New Insights into CRISPR Arrays

Abstract

A new study in this issue from Eugene Koonin and his colleagues (Shmakov et al. page 535) investigates isolated CRISPR arrays and defines true “orphan” arrays that may be associated with yet unknown CRISPR-Cas systems

CRISPR-Cas systems have evolved into a very complex family, as reflected by the composition and functionality of the cas gene clusters and the diversity of CRISPR repeats. Despite a remarkably conserved structure, CRISPR arrays display heterogeneity in size, nature and length of their leader, and their capacity to expand, all characteristics that are poorly understood.

Whereas the arrays in archaea and many extremophiles can store >100 spacers, in most species, CRISPR arrays are no longer than a few dozen spacers, which may be due to deletion by recombination between repeats. The leader, a 100–200 bp sequence flanking the array on its proximal side,¹ is involved in transcription and in adaptation through binding of the Cas1–Cas2 complex onto the leader-repeat junction.² It coevolves with repeats, the Cas1 protein, and the protospacer adjacent motif.³ Interestingly, in many genomes, a single cluster of cas genes may be associated with several arrays (up to 24 in Nocardiopsis alba ATCC BAA-2165 for a single Type IA cas gene cluster; https://crisprcas.i2bc.paris-saclay.fr/⁴), which possess the same or very similar repeat sequences and do not share any spacer. They are generally flanked by a leader with 70–90% similarity over >100 bp, and can be targets for spacer acquisition.
────────────────────
List of tasks:
1. According to the passage on CRISPR arrays, what does the leader coevolve with? List all of them.
2. Resume the passage on CRISPR arrays after its final sentence.
The data that follow have no connection to the passage on CRISPR arrays.

Records:
────────────────────
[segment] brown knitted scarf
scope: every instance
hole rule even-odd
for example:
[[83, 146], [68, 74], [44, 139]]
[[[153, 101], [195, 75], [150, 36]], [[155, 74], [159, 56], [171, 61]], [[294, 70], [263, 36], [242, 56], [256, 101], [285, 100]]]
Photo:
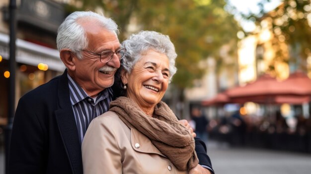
────────────────────
Your written answers:
1.
- Repeats
- The Cas1 protein
- The protospacer adjacent motif

2.
Multiple arrays are found more frequently in genomes bearing a Type I and/or Type III system, as in most archaea and bacteria, but are rare in Type II systems. They can be scattered or grouped, often near the cas gene cluster. The multiplication of CRISPR arrays with their leader is probably not an accident. An analysis of 5,796 genomes bearing a single Type I or Type III cas gene cluster shows that the number of spacers increases with the number of CRISPR arrays (Fig. 1A). This may suggest that in cells where the size of the CRISPR arrays seems to be limited, the existence of multiple copies that can be transcribed efficiently and are available for insertion of spacers provides a selective advantage. This would prevent the loss of isolated CRISPR arrays, as observed for different gene families.⁵

FIG. 1.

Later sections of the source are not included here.